• **AUFGABENSTELLUNG A**:
Stimmen die folgenden Aussagen mit dem Textauszug überein? Beantworte jede mit Ja oder Nein und zitiere die entscheidenden Worte aus dem Textauszug wörtlich.
(i) Für die 1835 Seemeilen waren die Segler 14 Tage und 23 Stunden auf See.
(ii) An Bord gab es keinerlei Reparaturen oder Ausfälle.
(iii) Insgesamt liefen sie 145 Stunden unter Motor.

• **GEZEIGTER TEXTAUSZUG**:
Nach der ersten Woche mit leichtem Westwind segeln wir einige Tage am Rand zweier Tiefdruckgebiete. Mit dem auffrischenden Wind können wir dem Tiefdruckkern nach Osten davon laufen. Ein zwei bis drei Meter hoher Seegang von achtern bringt unser Schiff dabei tüchtig zum Geigen. Aber dafür segeln wir gute Etmale von 145 Seemeilen. In den folgenden Tagen begleiten uns dunkle Wolkenformationen mit gutem Segelwind aus größtenteils westlichen Richtungen. Nur in einer Nacht bläst uns der Wind mit 35 Knoten Geschwindigkeit entgegen und wir laufen hoch am Wind mit gerefften Segeln gen Norden. Dann haben wir das Hochdruckgebiet der Azoren erreicht. In den letzen Tagen gönnen wir uns die Unterstützung durch den Motor. Mit fast leer gefahrenem Tank erreichen wir Horta auf der Insel Faial.
 
Für die 1835 Seemeilen waren wir 14 Tage, 23 Stunden auf See. Unsere Durchschnittgeschwindigkeit lag bei 5,1 Knoten. Insgesamt liefen wir 100 Stunden unter Motor. Bis auf die Selbststeueranlage und die gerissene Ausholleine des Großsegels hatten wir keine Reparaturen oder Ausfälle an Bord. Wettertechnisch wurden wir von Intermar begleitet. Intermar ist eine Vereinigung von segelnden Funkamateuren. Täglich hatten wir Kontakt mit Uwe, der uns sein geballtes Wissen über Zugbahn und Stärke der Tiefdruckgebiete in unserer Nähe übermittelte. Ausführlich und sehr genau wusste er das Wettergeschehen um uns einzuordnen. Wir fühlten uns bestens und kompetent beraten.
 
Auf der gesamten Strecke sahen wir nur einige wenige Frachter und einen weiteren Segler. Erfreut haben uns Delphine und Seevögel, die uns ab und zu besuchten. Im Meer schwammen portugiesische Galeeren, eine Quallenart, die u.a. auf den Temperaturanstieg der Meere zurück zu führen ist. In den Nächten leuchtete das Plankton um unser Schiff. Wir fuhren wie durch einen Schaumteppich aus funkelnden Sternchen.

Freitag, 4. Juni 2021

Die Bermudas

 

 
Von Fernandina Beach bis Saint George's liegen 950 Seemeilen in unserem Kielwasser. Die Bermudas sind die letzten karibischen Inseln auf unserem Weg nach Europa. Bestehend aus einer Vielzahl von Koralleninseln sind deren größte Inseln durch Brücken miteinander verbunden.

[Einträge mit Positionsannotationen]
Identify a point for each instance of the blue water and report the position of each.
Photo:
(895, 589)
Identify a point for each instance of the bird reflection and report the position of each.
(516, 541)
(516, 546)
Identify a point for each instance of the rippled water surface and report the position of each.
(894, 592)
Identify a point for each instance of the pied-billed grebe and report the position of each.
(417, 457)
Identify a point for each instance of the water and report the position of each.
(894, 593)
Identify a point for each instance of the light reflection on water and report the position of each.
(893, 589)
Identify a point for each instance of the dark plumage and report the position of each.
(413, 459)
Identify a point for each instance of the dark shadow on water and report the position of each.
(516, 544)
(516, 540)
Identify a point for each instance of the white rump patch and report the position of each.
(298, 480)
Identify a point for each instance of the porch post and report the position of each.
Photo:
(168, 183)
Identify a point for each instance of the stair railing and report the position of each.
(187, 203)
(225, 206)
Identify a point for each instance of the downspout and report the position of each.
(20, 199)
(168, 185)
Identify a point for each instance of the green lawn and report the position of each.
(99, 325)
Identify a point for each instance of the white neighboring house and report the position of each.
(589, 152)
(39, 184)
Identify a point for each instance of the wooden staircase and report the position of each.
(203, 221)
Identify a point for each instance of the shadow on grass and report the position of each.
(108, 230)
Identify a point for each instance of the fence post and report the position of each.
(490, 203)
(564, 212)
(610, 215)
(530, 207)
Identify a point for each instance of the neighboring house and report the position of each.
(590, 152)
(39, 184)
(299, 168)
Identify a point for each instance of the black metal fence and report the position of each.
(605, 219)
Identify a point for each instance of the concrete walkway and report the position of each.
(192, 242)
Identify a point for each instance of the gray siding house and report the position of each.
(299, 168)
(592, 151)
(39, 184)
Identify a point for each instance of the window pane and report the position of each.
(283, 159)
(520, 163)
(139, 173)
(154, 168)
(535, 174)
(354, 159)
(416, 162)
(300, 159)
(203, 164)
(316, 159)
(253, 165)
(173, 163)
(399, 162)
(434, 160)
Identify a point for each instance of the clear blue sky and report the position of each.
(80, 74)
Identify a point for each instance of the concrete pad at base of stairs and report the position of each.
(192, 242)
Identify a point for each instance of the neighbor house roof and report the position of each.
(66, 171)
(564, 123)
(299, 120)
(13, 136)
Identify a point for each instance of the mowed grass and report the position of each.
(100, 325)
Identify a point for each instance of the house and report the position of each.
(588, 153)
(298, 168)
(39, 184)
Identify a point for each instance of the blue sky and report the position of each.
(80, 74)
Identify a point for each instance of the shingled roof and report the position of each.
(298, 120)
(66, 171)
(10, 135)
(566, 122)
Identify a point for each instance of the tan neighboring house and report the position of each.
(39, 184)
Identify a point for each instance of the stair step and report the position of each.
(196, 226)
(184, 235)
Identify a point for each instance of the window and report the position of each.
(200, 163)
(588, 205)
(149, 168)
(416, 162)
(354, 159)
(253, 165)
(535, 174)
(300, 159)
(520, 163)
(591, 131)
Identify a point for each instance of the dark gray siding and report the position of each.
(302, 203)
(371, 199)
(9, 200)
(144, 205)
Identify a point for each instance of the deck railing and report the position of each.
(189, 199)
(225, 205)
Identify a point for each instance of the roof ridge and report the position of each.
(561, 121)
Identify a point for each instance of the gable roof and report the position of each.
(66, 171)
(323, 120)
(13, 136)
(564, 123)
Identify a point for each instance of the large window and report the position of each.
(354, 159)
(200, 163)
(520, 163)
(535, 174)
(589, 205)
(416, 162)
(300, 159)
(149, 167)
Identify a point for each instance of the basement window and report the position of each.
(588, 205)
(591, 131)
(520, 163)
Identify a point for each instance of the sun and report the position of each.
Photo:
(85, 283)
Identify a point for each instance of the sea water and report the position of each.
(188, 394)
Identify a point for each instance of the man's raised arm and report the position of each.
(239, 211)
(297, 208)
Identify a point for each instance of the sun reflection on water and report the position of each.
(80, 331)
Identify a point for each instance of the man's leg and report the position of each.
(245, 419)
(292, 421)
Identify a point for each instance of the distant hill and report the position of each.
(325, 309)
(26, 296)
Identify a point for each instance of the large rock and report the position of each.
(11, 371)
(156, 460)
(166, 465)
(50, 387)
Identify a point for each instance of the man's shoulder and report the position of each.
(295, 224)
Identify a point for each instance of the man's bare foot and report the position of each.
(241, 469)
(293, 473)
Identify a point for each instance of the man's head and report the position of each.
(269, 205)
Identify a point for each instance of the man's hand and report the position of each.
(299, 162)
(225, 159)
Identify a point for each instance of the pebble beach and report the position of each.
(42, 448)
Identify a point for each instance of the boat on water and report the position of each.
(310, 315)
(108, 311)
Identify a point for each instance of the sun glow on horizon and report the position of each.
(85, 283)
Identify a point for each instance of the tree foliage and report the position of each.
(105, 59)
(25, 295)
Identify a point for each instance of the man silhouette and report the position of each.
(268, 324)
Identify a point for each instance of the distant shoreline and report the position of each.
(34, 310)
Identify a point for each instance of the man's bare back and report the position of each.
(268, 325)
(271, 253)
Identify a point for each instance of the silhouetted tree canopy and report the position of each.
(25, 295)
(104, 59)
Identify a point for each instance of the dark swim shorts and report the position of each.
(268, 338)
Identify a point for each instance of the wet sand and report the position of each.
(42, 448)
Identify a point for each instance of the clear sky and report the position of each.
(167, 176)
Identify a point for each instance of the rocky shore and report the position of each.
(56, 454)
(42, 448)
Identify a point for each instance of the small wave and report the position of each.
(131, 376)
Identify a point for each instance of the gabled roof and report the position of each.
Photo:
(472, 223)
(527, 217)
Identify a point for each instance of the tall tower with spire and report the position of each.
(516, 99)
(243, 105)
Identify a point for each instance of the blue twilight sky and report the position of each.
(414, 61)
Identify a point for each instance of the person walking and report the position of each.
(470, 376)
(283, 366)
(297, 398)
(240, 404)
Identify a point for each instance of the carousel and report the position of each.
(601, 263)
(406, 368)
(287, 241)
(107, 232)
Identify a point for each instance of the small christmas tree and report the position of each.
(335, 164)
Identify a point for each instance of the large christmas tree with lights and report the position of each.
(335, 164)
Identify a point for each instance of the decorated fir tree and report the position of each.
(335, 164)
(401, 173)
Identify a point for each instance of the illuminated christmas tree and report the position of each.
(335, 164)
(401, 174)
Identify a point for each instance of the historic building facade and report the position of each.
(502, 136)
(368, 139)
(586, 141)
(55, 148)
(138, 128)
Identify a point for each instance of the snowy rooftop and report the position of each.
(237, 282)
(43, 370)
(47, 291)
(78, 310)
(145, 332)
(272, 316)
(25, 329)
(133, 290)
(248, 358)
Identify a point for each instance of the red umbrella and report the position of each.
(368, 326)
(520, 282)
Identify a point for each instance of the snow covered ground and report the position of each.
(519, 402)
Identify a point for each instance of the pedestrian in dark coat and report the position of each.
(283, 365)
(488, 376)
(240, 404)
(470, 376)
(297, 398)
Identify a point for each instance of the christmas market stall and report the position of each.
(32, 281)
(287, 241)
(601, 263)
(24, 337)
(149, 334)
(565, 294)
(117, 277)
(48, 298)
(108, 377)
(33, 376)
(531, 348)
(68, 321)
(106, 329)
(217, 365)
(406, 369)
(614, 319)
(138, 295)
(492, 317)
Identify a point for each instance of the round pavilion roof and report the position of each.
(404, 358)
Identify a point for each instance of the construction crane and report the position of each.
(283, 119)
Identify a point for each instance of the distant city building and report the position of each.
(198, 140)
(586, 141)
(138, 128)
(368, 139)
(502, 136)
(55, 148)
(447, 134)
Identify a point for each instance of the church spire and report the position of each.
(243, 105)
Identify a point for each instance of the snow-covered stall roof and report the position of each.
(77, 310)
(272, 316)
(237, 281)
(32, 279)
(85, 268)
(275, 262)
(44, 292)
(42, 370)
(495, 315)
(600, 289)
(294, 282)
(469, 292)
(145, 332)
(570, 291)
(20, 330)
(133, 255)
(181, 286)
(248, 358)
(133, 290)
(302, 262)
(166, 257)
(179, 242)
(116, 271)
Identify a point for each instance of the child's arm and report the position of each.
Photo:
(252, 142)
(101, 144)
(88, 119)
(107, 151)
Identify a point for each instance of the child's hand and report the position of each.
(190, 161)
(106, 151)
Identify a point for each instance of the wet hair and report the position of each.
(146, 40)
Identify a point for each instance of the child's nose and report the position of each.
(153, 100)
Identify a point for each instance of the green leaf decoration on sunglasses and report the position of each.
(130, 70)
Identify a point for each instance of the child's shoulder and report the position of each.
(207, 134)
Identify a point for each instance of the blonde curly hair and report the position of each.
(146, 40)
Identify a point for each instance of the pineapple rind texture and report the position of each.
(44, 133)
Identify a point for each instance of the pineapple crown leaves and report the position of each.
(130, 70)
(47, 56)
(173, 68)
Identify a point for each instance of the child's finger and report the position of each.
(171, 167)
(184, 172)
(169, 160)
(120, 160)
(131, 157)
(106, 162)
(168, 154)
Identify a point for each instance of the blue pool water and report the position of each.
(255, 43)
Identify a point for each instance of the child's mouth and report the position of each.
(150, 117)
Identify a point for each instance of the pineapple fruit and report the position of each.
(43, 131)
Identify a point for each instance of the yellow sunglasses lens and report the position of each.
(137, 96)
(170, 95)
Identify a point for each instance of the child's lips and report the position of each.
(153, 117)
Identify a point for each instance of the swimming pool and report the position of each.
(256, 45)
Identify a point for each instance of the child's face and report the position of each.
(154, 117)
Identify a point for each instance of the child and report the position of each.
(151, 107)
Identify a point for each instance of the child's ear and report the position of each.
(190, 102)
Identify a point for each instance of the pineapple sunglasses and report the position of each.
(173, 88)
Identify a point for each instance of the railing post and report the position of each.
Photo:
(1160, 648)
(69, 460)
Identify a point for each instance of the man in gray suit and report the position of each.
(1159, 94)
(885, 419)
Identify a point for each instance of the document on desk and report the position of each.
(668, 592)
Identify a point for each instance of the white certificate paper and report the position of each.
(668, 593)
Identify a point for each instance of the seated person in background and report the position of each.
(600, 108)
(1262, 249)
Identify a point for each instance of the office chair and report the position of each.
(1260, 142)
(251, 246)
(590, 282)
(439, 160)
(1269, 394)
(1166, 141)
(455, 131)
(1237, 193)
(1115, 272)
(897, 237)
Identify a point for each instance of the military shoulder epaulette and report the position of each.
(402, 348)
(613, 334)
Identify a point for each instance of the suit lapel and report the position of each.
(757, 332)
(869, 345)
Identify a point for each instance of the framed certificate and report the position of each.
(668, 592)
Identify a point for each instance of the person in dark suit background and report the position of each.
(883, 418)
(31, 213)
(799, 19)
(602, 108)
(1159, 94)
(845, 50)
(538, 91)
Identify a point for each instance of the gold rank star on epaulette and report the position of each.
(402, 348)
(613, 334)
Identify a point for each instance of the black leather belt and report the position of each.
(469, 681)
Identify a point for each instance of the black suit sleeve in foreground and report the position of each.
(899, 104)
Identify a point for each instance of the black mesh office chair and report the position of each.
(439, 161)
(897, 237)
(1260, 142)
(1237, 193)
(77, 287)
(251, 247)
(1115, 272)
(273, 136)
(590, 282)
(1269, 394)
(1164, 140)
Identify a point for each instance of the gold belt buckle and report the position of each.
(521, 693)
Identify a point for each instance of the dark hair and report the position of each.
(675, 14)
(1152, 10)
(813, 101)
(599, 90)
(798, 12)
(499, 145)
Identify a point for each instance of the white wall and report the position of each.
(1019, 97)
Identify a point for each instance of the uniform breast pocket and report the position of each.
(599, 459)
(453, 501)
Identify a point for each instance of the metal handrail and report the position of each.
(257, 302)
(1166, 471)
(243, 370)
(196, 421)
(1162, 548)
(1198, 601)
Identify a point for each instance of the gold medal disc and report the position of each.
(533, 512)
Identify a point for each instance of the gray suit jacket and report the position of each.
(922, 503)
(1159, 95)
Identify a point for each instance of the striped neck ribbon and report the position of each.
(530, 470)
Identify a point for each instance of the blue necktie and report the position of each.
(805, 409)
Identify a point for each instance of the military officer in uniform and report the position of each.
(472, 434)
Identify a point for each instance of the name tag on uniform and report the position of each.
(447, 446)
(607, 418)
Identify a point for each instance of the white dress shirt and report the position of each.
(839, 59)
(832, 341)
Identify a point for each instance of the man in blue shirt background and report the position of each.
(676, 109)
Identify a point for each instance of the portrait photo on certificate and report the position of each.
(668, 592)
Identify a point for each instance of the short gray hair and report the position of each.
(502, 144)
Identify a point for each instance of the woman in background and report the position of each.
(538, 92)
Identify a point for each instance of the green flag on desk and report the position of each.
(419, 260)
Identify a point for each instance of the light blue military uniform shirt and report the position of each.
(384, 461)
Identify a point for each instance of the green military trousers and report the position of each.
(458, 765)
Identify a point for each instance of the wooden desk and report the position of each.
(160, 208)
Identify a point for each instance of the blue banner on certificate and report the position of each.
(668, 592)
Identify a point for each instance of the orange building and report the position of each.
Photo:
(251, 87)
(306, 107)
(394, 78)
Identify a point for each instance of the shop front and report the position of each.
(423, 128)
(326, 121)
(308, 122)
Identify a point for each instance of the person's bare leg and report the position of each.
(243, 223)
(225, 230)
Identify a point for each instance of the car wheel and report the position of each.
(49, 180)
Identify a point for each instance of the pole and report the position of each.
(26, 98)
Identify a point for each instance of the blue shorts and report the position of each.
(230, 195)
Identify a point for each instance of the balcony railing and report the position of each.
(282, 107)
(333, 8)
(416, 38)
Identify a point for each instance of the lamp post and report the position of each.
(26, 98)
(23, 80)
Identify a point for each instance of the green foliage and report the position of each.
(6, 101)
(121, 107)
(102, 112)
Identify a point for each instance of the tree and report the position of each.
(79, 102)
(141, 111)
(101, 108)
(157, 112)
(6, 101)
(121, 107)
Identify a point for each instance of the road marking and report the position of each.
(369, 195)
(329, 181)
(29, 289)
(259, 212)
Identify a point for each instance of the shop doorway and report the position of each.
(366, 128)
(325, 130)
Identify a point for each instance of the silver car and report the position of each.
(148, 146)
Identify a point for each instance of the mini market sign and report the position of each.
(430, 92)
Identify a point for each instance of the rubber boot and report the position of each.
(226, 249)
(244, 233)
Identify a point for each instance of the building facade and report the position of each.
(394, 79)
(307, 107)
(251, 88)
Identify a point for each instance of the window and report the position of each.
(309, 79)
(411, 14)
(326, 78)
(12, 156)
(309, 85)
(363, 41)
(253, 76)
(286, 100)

• **AUFGABENSTELLUNG B**: Welche Zeilen der Auflistung enthalten die Zeichenfolge "white"? Finde sie alle und schreibe jede vollständig ab.

• **VOLLSTÄNDIGE ANTWORT A**:
(i) Ja: „Für die 1835 Seemeilen waren wir 14 Tage, 23 Stunden auf See.“
(ii) Nein: „Bis auf die Selbststeueranlage und die gerissene Ausholleine des Großsegels hatten wir keine Reparaturen oder Ausfälle an Bord.“
(iii) Nein: „Insgesamt liefen wir 100 Stunden unter Motor.“

• **VOLLSTÄNDIGE ANTWORT B**:
Identify a point for each instance of the white rump patch and report the position of each.
Identify a point for each instance of the white neighboring house and report the position of each.
Identify a point for each instance of the white certificate paper and report the position of each.
Identify a point for each instance of the white wall and report the position of each.
Identify a point for each instance of the white dress shirt and report the position of each.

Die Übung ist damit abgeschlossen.